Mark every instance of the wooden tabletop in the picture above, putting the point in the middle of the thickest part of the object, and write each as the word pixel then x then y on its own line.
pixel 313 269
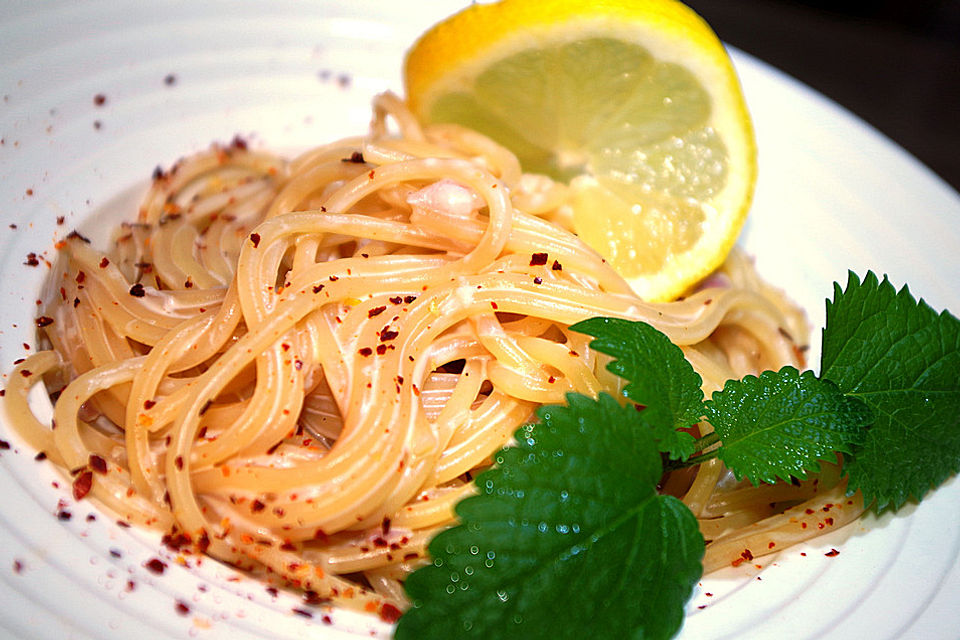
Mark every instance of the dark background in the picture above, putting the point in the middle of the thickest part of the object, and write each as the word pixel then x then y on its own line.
pixel 894 64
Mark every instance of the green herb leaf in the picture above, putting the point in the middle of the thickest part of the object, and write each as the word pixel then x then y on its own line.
pixel 780 424
pixel 902 359
pixel 567 539
pixel 660 378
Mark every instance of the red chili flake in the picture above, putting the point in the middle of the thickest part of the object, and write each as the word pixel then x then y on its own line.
pixel 389 613
pixel 82 484
pixel 97 463
pixel 203 542
pixel 155 565
pixel 74 234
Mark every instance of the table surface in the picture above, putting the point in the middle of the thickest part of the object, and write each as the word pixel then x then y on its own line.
pixel 894 64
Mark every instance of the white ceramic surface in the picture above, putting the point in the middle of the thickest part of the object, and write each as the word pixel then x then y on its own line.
pixel 833 195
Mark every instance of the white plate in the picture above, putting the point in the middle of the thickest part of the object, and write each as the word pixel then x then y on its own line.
pixel 833 195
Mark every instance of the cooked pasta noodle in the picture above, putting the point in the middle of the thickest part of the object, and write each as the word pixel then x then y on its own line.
pixel 297 366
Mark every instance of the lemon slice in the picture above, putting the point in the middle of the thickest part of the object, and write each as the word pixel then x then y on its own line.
pixel 634 103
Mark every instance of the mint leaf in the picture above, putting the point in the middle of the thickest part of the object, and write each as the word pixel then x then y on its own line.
pixel 902 359
pixel 660 378
pixel 781 423
pixel 567 539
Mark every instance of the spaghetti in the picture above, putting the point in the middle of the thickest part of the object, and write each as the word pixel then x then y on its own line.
pixel 297 366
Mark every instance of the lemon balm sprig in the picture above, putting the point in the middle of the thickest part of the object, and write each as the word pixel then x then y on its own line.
pixel 568 538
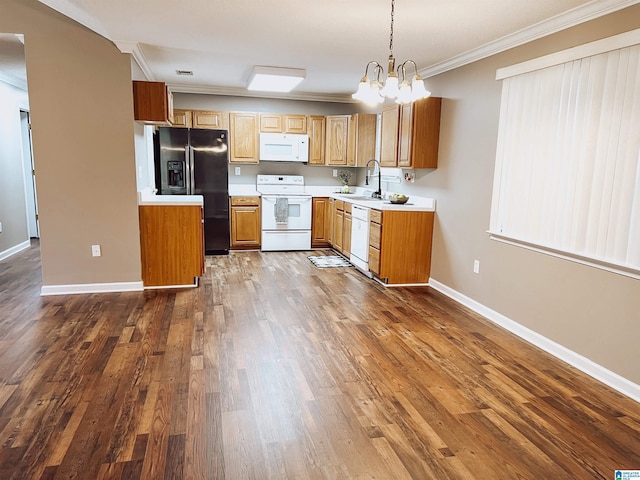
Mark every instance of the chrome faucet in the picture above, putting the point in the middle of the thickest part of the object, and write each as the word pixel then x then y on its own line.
pixel 377 193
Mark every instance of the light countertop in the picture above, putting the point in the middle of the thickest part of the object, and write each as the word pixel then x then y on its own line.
pixel 148 198
pixel 360 196
pixel 415 204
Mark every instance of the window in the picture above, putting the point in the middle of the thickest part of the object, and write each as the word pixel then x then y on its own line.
pixel 567 179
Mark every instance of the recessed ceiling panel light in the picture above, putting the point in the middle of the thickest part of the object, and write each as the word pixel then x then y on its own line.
pixel 275 79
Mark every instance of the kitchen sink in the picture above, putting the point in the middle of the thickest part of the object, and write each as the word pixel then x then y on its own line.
pixel 360 198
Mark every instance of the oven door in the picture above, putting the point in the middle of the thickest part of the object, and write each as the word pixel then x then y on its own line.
pixel 297 215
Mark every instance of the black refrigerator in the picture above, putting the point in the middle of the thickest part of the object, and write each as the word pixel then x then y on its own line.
pixel 194 161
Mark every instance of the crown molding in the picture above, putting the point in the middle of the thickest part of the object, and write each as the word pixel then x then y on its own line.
pixel 13 81
pixel 555 24
pixel 135 51
pixel 242 92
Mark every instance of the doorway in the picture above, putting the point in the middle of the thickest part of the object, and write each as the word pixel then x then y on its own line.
pixel 29 176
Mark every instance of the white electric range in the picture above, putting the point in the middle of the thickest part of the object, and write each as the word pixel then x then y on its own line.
pixel 286 212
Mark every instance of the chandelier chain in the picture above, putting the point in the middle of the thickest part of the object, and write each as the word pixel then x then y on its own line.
pixel 393 3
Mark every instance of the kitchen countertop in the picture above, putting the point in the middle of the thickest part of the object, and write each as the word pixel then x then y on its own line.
pixel 360 197
pixel 415 204
pixel 149 198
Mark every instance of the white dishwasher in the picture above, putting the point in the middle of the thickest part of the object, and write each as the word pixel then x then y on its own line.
pixel 360 238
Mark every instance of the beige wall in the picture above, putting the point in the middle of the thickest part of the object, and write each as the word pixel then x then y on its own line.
pixel 81 112
pixel 590 311
pixel 13 213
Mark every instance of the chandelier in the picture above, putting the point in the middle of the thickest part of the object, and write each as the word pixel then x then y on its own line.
pixel 375 90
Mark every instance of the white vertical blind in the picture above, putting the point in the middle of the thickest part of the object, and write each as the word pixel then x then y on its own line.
pixel 567 173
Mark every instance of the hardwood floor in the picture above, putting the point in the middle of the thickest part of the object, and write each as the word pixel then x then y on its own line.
pixel 276 369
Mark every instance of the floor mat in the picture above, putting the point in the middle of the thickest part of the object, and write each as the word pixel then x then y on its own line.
pixel 327 261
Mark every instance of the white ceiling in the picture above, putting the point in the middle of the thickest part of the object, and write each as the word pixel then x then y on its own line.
pixel 332 39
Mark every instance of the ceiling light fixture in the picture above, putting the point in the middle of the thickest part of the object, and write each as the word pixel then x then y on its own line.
pixel 275 79
pixel 374 91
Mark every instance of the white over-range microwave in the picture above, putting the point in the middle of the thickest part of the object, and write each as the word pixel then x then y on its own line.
pixel 283 147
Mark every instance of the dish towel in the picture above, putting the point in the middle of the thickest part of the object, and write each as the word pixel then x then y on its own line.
pixel 282 210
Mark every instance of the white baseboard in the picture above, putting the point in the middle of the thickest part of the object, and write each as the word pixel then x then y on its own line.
pixel 15 249
pixel 612 379
pixel 91 288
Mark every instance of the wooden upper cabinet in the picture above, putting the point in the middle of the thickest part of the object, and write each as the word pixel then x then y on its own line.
pixel 419 133
pixel 152 103
pixel 213 119
pixel 283 123
pixel 271 123
pixel 243 130
pixel 362 139
pixel 389 136
pixel 317 126
pixel 295 124
pixel 181 118
pixel 337 139
pixel 201 119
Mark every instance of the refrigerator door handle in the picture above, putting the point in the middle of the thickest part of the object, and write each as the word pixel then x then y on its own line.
pixel 192 172
pixel 187 173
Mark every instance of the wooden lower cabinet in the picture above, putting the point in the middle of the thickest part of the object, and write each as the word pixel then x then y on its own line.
pixel 341 228
pixel 171 244
pixel 400 245
pixel 321 213
pixel 346 231
pixel 245 223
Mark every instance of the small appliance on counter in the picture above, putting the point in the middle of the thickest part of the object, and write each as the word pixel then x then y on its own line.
pixel 193 161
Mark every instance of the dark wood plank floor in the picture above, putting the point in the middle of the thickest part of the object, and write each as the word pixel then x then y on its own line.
pixel 275 369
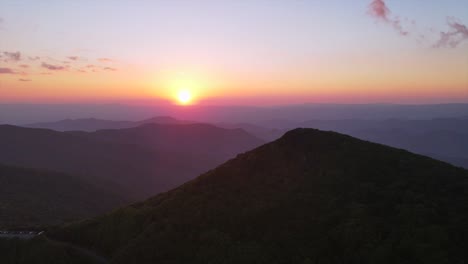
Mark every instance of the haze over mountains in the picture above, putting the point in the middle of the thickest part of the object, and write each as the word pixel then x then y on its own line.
pixel 309 197
pixel 20 114
pixel 441 138
pixel 137 162
pixel 33 198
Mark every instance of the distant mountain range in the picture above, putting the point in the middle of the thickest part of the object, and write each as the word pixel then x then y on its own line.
pixel 308 197
pixel 443 138
pixel 135 162
pixel 93 124
pixel 31 198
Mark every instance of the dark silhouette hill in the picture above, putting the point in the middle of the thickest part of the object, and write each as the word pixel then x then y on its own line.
pixel 308 197
pixel 444 138
pixel 137 162
pixel 31 197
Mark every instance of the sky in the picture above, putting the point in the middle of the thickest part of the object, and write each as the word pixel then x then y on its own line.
pixel 234 52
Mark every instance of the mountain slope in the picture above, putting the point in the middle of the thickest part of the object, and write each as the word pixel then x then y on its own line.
pixel 309 197
pixel 191 139
pixel 137 162
pixel 30 197
pixel 94 124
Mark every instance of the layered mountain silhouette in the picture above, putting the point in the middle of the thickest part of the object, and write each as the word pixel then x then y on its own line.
pixel 308 197
pixel 441 138
pixel 136 162
pixel 93 124
pixel 31 197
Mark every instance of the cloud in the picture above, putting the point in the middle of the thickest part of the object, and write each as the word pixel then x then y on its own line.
pixel 105 60
pixel 53 67
pixel 6 71
pixel 379 10
pixel 12 56
pixel 457 34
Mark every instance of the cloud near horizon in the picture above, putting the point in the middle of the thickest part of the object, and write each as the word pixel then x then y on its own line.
pixel 453 38
pixel 457 34
pixel 6 71
pixel 12 56
pixel 379 10
pixel 52 67
pixel 105 60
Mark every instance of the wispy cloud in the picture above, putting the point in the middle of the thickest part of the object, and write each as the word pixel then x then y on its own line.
pixel 6 71
pixel 12 56
pixel 379 10
pixel 105 60
pixel 457 34
pixel 452 38
pixel 53 67
pixel 109 69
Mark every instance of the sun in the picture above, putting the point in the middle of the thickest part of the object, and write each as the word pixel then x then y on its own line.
pixel 184 97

:: Set task ::
Repeat the lines starting at the one that has "Mark every instance of the mint" and ending after the one that has "pixel 377 193", swapping "mint leaf" for "basil leaf" and leaving all else unchanged. Leave the pictures out of your answer.

:: Exercise response ::
Mark every instance of the basil leaf in the picture above, putting the point in the middle of the thickest part of the object, and write each as the word pixel then x then y on its own line.
pixel 902 359
pixel 660 378
pixel 781 423
pixel 567 539
Mark every instance of the spaghetti in the picture above, putting the point in the middle of the thickest part of the object, and write each as the word pixel then x then y on its own line.
pixel 297 366
Mark every instance of the lemon balm sprig in the picture above, putting the point in the middle of the thickest part of the object, and write each as the word pixel then x then y on its own line.
pixel 568 538
Mark every instance of the chrome faucet in the picture above, putting the point in the middle of the thickest part of the object, and write each as the word pixel then x then y on its own line.
pixel 377 193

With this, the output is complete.